◆ What is being asked ◆
Every line in the data below from the one containing "Target: sage green shorts" down to the one containing "[point] man's ear", both included, must be retyped exactly; no other line is to appear.

[Items from a data source]
========

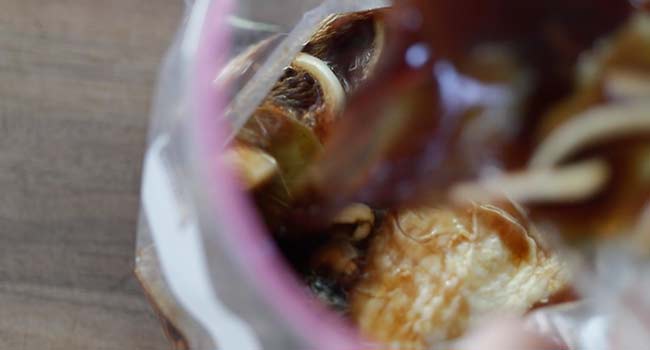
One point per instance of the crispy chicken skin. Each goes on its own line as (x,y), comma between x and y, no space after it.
(432,272)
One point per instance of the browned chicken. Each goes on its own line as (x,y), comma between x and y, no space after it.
(431,273)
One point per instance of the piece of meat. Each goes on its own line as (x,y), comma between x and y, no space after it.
(431,273)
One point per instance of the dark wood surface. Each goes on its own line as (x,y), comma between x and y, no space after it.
(76,77)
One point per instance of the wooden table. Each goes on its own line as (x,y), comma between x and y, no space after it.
(76,77)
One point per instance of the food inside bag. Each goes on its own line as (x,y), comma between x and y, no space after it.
(428,164)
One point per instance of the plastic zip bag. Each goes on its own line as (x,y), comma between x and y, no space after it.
(207,296)
(196,273)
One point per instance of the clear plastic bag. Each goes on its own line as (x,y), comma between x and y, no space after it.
(215,278)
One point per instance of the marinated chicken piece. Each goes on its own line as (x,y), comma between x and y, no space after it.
(431,273)
(312,91)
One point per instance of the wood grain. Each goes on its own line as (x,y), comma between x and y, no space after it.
(76,77)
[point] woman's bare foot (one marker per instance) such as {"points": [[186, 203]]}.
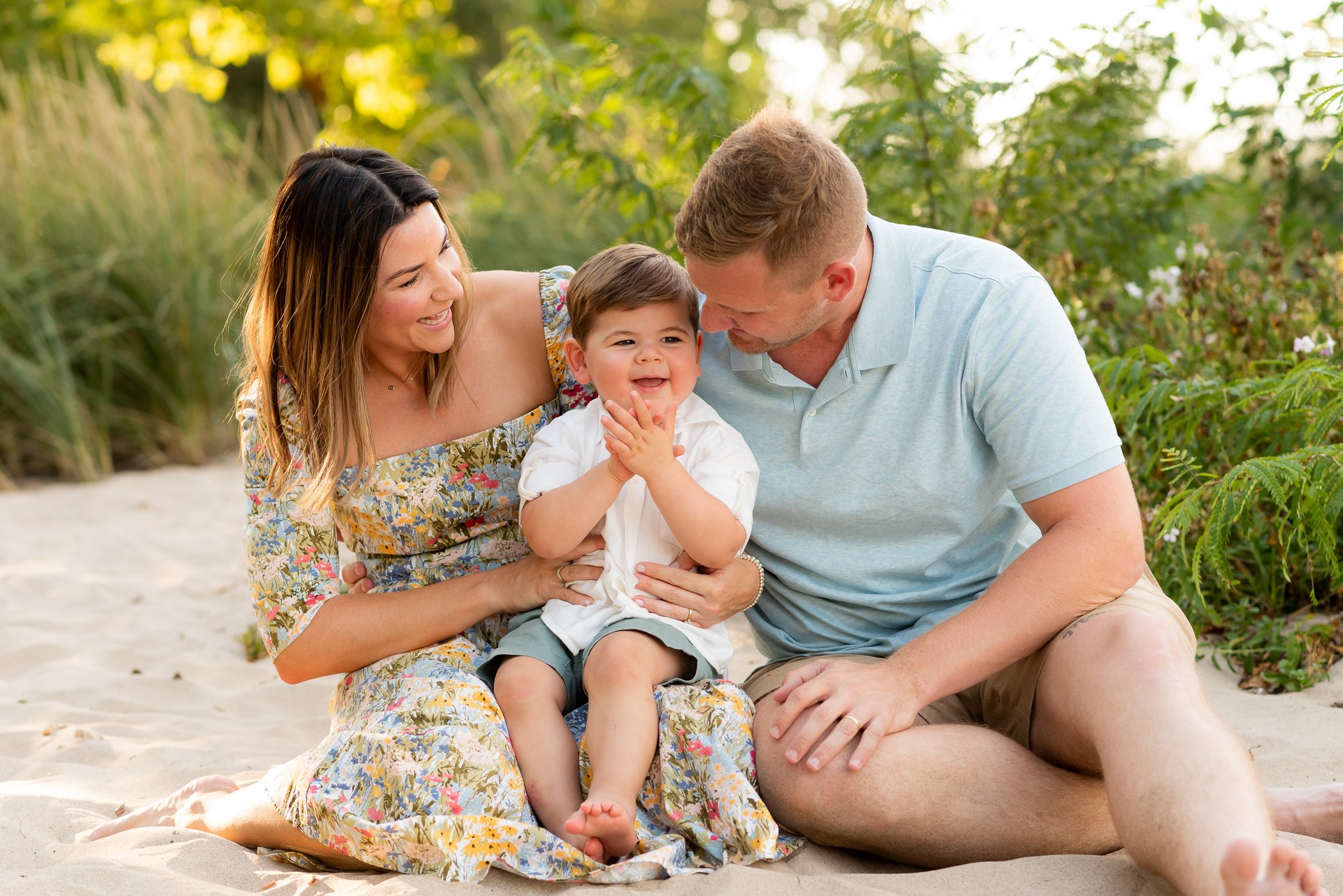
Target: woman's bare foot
{"points": [[1315, 811], [607, 825], [164, 813], [1290, 871]]}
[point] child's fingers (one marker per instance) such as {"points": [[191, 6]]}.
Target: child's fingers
{"points": [[641, 410], [621, 416], [669, 419], [617, 430]]}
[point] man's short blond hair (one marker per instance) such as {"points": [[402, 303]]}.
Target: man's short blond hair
{"points": [[780, 187]]}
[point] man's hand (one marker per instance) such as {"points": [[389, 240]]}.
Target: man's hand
{"points": [[712, 595], [641, 444], [872, 699]]}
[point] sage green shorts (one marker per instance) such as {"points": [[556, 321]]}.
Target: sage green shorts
{"points": [[529, 637]]}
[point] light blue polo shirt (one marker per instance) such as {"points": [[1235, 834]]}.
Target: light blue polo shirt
{"points": [[891, 495]]}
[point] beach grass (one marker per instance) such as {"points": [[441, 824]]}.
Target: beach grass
{"points": [[125, 241]]}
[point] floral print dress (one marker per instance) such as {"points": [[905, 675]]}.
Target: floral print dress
{"points": [[416, 773]]}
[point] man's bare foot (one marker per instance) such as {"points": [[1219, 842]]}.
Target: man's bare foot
{"points": [[163, 813], [1315, 811], [607, 825], [1289, 874]]}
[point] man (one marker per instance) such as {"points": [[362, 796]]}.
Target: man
{"points": [[971, 659], [946, 518]]}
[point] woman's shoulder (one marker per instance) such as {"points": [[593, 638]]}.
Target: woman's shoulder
{"points": [[523, 300], [247, 410]]}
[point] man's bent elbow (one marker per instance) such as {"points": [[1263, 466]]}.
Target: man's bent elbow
{"points": [[1126, 566]]}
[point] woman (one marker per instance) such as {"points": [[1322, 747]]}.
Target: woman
{"points": [[370, 408]]}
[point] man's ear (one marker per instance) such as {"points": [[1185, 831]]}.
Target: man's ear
{"points": [[576, 360], [840, 279]]}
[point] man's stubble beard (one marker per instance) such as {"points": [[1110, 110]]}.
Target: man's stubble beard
{"points": [[757, 345]]}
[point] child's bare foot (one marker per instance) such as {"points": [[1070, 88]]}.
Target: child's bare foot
{"points": [[579, 841], [1290, 871], [607, 825], [1315, 811], [163, 813]]}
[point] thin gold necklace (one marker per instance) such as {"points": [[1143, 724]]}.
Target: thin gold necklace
{"points": [[406, 382]]}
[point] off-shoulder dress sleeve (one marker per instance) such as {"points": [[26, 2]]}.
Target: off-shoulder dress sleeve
{"points": [[555, 319], [292, 556]]}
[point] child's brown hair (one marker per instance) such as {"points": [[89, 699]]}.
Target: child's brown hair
{"points": [[624, 279]]}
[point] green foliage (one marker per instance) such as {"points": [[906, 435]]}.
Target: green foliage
{"points": [[128, 226], [254, 648], [626, 124], [1233, 370]]}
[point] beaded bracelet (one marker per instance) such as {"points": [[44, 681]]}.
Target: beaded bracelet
{"points": [[761, 570]]}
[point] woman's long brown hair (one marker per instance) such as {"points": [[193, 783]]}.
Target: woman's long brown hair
{"points": [[308, 311]]}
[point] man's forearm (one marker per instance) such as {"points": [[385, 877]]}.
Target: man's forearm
{"points": [[1064, 575]]}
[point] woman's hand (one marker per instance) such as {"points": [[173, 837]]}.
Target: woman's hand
{"points": [[521, 585], [532, 581], [710, 596]]}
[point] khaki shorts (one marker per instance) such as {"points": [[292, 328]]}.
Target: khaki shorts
{"points": [[1002, 701]]}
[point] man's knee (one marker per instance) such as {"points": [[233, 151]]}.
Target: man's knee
{"points": [[1138, 642], [812, 802]]}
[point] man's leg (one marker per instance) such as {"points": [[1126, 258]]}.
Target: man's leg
{"points": [[936, 796], [1119, 695], [940, 796]]}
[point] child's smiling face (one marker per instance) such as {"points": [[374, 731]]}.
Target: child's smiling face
{"points": [[651, 351]]}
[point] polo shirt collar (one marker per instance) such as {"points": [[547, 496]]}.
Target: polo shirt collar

========

◆ Answer for this exercise ◆
Target: sage green shorts
{"points": [[529, 637]]}
[point] light blue polo shirt (one marker per instance) such as {"points": [[1235, 834]]}.
Target: light blue polo shirt
{"points": [[891, 495]]}
[point] beach grass (one marker per instance) such as {"points": [[441, 824]]}.
Target: beach grass
{"points": [[125, 241]]}
[point] floral print dress (one marker per instance) such as {"points": [[905, 675]]}.
Target: floral print dress
{"points": [[416, 773]]}
[point] man's bare foot (one marker per instance) such as {"points": [[1219, 842]]}.
Target: man's bare foot
{"points": [[163, 813], [1315, 811], [607, 825], [1289, 874]]}
[point] man (one marker per instance) such as {"points": [[362, 796]]}.
Target: man
{"points": [[971, 659], [946, 518]]}
[point] woman's shoulder (one marker per instance) such as {"points": [[593, 638]]}.
Target: woman's shoulder
{"points": [[523, 300], [247, 410]]}
[point] man's bent elbow (one marker per instance) such as {"points": [[1263, 466]]}.
Target: man's bent elbow
{"points": [[1126, 566]]}
[point] woman (one marker per instance) such as {"points": [[1322, 747]]}.
Target: woman
{"points": [[370, 408]]}
[point] man's ear (one marker per instance) such as {"points": [[1185, 831]]}.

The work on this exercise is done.